** START **

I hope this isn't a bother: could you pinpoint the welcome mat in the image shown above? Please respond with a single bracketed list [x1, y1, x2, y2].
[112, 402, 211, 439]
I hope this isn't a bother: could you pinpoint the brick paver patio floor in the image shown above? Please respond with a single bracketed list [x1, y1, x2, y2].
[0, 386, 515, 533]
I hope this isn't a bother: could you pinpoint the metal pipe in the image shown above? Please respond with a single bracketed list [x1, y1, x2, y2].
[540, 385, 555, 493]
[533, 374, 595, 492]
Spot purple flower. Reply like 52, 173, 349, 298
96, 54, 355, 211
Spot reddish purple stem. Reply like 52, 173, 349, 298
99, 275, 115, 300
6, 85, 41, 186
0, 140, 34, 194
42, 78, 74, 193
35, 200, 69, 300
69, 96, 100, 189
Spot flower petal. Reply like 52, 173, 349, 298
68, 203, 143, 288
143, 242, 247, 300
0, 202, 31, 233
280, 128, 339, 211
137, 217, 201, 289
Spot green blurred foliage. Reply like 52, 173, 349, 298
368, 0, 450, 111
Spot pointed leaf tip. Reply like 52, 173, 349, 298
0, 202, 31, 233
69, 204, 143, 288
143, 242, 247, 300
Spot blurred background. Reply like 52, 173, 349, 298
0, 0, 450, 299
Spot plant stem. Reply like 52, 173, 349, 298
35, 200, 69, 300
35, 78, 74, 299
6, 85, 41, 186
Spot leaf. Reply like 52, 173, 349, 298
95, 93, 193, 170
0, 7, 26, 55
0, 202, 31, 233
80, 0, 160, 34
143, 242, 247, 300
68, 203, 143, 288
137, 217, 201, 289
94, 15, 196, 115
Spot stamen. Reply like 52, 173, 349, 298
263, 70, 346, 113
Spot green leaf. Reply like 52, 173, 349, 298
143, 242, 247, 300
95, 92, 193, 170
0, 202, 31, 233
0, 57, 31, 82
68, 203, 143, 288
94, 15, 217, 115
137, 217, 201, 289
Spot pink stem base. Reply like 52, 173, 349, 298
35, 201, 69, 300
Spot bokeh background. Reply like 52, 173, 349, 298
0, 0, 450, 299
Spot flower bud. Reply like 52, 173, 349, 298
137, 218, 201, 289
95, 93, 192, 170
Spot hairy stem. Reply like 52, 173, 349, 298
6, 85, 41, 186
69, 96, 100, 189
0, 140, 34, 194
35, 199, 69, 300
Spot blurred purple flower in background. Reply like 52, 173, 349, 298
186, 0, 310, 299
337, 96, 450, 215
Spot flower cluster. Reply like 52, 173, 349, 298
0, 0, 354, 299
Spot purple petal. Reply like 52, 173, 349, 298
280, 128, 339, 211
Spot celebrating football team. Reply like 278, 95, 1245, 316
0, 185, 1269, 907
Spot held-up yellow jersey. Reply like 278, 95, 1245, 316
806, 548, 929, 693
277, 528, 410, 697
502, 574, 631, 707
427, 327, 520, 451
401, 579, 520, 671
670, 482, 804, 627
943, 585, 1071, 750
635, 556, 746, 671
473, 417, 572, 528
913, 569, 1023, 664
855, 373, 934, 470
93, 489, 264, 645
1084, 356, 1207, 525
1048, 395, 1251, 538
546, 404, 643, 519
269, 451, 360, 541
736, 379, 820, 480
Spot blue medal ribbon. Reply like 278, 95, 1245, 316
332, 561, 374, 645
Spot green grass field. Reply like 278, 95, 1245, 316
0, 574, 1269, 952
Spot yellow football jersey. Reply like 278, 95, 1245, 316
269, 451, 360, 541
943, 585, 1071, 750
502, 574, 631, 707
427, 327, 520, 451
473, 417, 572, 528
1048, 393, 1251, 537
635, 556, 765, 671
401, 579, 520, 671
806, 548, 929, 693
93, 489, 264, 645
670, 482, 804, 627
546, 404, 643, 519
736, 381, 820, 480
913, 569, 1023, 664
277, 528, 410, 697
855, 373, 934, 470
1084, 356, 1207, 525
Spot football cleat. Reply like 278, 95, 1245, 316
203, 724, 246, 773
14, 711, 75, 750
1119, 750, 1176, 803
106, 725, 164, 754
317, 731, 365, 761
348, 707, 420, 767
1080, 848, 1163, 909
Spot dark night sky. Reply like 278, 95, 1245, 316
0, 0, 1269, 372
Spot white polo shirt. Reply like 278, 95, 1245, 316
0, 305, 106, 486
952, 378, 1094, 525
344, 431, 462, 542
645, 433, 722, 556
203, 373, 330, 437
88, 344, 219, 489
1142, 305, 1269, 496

** END **

**GOAL OF THE EXERCISE**
Count the lines in the items above that contain the word "could". Reply with that number only.

**REPLY**
3